Instructions to follow —
Retype the lines from the one containing "Reviewer note: confirm that each instance of the bare" through the one containing "column 51, row 173", inclusive, without any changes.

Exercise input —
________________
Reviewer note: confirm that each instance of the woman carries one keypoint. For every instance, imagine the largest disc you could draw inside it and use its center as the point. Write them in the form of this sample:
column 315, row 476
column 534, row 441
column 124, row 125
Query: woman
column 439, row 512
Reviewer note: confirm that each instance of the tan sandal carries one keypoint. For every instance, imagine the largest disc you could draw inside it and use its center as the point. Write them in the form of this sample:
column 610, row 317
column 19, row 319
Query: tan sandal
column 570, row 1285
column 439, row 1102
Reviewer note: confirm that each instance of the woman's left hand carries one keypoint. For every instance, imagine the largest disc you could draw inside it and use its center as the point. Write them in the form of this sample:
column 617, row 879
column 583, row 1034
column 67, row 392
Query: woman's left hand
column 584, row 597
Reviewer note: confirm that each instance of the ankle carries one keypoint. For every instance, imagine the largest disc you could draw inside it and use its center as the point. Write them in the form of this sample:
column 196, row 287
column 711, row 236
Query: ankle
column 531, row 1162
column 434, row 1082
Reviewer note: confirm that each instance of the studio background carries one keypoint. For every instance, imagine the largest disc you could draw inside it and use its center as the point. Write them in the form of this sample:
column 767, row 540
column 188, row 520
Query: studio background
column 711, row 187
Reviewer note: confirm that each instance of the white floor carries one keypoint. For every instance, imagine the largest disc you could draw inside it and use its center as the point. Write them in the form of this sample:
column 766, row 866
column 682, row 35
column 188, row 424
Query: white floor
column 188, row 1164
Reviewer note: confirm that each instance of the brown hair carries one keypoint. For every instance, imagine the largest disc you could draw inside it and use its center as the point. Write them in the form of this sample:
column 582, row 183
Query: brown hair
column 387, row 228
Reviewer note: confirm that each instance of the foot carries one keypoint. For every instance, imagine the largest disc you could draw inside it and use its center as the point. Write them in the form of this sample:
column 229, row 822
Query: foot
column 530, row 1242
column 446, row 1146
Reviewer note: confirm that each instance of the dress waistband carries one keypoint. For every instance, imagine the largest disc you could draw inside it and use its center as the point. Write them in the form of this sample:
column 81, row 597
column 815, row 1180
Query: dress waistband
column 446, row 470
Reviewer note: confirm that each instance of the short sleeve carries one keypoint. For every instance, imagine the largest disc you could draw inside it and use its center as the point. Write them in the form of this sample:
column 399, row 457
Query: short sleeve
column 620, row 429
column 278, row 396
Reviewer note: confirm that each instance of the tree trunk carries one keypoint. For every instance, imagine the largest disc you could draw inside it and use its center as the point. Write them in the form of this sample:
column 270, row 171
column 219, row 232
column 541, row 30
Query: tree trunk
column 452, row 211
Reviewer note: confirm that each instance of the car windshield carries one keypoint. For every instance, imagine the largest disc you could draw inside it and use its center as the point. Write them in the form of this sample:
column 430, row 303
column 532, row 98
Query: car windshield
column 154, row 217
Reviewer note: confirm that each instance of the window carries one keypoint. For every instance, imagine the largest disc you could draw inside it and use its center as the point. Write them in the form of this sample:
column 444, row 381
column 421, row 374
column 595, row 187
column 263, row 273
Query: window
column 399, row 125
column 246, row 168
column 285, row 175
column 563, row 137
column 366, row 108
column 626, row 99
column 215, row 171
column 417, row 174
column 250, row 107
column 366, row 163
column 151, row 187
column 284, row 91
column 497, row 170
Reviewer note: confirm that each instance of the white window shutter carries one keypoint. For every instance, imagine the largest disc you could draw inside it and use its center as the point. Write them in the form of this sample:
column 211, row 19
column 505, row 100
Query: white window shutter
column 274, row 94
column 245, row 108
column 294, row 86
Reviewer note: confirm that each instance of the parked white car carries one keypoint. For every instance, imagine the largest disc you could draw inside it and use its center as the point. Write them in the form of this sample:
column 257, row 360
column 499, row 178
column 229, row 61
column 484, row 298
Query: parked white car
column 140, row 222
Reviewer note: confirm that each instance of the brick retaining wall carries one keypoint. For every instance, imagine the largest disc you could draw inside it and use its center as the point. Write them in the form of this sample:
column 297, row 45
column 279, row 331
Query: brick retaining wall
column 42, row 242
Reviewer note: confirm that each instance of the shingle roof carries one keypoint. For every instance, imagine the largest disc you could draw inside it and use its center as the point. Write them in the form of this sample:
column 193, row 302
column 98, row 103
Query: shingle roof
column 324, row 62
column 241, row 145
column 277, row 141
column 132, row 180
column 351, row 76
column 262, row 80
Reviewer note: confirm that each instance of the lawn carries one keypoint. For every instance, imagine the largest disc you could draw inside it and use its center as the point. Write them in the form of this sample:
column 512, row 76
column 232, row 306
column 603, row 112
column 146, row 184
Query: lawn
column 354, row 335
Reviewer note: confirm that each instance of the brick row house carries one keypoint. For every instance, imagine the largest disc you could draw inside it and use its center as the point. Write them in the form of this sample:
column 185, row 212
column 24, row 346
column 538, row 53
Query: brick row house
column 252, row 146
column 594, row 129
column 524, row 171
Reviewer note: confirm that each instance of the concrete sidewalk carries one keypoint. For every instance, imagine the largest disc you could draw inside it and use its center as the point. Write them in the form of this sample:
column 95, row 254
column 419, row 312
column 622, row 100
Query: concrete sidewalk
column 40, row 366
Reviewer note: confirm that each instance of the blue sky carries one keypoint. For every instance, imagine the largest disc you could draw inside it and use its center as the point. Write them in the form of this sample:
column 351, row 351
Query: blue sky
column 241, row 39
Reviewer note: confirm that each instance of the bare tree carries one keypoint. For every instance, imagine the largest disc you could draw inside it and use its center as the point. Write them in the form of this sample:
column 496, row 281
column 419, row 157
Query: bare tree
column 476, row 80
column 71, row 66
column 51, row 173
________________
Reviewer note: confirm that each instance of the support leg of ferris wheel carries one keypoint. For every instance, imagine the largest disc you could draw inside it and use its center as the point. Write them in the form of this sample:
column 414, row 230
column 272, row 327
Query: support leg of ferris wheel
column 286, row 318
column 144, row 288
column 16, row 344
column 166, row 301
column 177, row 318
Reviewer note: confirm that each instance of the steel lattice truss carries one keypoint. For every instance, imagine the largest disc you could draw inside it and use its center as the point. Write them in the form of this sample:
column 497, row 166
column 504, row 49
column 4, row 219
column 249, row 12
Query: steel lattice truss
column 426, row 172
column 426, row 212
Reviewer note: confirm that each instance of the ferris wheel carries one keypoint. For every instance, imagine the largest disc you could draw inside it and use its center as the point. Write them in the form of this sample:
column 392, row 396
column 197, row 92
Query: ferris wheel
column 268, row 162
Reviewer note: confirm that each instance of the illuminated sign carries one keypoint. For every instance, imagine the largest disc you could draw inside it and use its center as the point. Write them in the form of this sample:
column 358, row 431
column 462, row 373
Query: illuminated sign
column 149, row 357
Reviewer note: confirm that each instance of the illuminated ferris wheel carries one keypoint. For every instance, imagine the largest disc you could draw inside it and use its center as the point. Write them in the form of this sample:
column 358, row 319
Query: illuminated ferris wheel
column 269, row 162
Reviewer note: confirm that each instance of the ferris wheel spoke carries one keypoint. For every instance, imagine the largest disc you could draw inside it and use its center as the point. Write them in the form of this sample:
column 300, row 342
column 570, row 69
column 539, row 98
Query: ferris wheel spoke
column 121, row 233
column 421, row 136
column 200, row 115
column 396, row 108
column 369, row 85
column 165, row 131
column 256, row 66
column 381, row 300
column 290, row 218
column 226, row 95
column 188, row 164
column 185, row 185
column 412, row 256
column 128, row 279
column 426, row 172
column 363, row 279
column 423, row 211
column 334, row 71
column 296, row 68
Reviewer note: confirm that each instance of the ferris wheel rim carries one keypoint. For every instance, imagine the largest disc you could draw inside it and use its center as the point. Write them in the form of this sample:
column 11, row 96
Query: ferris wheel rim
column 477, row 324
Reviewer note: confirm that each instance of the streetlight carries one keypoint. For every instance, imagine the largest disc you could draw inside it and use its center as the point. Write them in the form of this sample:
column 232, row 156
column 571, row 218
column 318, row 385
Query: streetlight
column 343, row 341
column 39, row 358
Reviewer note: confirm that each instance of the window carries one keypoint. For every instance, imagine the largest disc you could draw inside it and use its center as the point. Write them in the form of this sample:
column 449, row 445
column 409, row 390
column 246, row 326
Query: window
________________
The completed task —
Reviewer note: confirm that each instance of the bare tree carries one keypoint. For every instance, imagine the largest disc you could draw inside it and use its center as the point. Write them in the form of this sample:
column 496, row 281
column 419, row 157
Query: bare tree
column 476, row 80
column 71, row 66
column 51, row 173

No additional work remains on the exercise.